Named object pointing entries
⟨
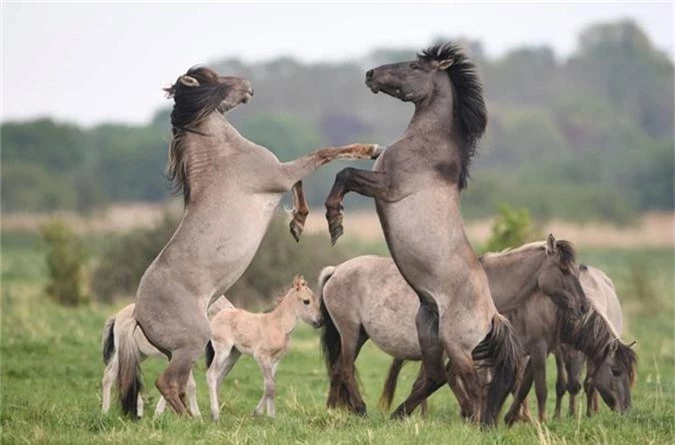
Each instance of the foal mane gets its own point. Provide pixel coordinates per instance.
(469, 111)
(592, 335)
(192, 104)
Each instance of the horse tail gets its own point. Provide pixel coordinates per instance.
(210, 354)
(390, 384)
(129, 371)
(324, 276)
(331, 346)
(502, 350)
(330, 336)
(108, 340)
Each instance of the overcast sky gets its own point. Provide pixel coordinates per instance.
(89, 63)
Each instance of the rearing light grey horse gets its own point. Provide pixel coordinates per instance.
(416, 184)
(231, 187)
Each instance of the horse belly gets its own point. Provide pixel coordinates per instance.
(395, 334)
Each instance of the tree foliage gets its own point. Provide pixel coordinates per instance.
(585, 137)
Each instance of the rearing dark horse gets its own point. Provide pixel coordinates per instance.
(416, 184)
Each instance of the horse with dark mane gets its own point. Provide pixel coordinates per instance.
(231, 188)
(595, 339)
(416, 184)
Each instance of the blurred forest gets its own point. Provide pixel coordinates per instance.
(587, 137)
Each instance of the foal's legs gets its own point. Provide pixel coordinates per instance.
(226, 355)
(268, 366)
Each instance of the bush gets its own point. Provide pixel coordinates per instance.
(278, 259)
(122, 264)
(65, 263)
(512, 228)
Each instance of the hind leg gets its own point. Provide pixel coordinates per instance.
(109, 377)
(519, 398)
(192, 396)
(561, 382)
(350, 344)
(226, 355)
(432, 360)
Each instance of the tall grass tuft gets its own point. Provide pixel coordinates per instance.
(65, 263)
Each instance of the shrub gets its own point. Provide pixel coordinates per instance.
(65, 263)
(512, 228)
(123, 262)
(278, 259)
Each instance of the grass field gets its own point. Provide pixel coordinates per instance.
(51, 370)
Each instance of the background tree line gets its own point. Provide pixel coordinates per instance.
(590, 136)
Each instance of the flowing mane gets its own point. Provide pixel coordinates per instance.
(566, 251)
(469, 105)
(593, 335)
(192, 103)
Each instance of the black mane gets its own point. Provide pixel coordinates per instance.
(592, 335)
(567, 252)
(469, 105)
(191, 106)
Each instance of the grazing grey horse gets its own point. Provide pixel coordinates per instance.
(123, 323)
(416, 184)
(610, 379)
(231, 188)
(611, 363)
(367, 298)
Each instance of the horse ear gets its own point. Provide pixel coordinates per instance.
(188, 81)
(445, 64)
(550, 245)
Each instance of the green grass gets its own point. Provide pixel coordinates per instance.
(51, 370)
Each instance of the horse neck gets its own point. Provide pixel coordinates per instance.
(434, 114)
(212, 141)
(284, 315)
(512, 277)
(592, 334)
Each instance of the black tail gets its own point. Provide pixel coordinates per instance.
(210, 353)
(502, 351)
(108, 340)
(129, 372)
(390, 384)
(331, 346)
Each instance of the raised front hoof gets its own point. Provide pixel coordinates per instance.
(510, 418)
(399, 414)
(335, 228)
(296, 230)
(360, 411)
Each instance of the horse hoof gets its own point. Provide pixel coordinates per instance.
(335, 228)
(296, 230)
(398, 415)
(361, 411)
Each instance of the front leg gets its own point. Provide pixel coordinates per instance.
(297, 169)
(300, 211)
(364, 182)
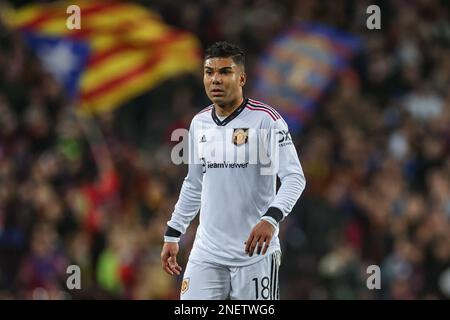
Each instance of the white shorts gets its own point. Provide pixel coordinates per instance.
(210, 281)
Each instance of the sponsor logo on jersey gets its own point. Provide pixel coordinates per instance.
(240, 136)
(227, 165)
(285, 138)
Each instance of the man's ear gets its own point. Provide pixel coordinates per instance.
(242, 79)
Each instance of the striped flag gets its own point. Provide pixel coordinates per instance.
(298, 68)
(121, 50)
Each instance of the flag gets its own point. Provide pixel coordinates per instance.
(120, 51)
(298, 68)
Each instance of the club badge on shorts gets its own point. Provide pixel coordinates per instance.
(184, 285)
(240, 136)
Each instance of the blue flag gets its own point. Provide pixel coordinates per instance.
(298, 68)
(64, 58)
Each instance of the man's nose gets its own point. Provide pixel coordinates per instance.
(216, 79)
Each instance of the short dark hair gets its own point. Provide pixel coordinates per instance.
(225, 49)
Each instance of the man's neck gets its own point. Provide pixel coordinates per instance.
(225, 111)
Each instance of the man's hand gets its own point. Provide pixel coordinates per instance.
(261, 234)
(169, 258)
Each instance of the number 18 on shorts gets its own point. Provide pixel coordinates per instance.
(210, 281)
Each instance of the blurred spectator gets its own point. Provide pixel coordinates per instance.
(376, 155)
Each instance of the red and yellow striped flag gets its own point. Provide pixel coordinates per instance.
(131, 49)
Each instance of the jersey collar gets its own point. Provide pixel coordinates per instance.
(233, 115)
⟩
⟨
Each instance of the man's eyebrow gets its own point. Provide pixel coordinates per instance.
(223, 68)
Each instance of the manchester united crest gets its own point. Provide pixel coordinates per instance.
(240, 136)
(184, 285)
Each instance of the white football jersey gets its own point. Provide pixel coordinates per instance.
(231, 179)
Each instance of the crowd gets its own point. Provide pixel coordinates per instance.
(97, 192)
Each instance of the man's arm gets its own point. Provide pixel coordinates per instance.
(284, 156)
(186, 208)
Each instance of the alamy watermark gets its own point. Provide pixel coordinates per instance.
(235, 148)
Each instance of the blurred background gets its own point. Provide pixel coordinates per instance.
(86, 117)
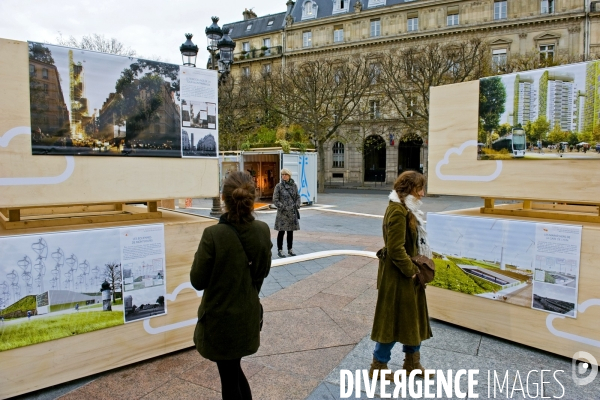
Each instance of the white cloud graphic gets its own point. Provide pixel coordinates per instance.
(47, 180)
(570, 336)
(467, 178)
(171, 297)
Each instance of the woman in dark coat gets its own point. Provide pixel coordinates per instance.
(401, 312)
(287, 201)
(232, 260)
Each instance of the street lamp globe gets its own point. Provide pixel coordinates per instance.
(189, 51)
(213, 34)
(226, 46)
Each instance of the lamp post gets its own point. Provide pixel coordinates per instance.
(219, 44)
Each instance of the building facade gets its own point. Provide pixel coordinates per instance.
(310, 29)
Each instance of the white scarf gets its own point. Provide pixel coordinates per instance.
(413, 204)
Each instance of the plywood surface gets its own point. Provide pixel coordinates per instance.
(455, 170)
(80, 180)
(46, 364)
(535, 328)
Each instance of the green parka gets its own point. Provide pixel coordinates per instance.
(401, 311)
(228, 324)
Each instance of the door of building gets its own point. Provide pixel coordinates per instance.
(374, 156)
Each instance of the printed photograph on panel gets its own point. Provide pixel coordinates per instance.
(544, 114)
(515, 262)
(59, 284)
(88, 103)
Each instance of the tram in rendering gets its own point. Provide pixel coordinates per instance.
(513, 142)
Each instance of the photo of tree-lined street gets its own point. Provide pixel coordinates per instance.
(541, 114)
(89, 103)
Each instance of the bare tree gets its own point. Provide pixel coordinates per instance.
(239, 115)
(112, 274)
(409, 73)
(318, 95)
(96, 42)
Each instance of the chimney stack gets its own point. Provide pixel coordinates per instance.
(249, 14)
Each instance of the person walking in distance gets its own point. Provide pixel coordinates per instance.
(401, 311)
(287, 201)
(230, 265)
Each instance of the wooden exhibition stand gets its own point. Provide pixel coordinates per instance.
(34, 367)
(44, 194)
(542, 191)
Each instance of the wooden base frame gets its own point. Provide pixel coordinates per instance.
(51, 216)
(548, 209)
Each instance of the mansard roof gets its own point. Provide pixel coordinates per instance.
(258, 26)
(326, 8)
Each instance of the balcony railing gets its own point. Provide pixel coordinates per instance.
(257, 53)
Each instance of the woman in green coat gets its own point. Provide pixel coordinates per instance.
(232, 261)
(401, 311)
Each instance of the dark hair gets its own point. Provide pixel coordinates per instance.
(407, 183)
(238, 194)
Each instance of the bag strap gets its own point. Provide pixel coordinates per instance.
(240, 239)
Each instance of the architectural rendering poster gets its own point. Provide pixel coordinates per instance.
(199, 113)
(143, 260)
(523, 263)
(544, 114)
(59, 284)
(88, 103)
⟩
Count the lines in the listing above that contain the word "rendering", treating case as significant, and give only the number.

Output of the exercise:
2